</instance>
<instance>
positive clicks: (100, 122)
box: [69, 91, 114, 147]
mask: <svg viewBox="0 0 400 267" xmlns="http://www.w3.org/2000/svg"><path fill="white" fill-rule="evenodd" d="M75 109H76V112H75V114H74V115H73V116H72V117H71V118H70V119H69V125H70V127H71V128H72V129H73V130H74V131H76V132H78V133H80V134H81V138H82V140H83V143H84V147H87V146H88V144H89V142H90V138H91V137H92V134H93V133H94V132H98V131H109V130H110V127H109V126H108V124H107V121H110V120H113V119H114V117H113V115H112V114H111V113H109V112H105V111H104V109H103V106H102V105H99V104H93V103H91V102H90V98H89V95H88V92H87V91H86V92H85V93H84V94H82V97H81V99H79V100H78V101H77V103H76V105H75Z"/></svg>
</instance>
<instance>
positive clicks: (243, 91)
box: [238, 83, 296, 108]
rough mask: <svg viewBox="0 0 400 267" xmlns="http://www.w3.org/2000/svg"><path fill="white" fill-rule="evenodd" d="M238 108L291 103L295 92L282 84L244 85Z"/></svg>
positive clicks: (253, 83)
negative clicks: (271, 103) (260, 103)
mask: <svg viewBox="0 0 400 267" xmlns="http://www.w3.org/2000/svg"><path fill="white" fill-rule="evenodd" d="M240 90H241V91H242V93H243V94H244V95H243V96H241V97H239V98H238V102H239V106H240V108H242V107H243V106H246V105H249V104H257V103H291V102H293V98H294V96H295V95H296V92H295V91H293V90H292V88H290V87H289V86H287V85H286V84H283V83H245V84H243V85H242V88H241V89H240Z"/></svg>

(Action item): Please count the lines in the rows above that contain the string "clicks". Reply with the number alone.

(Task response): 4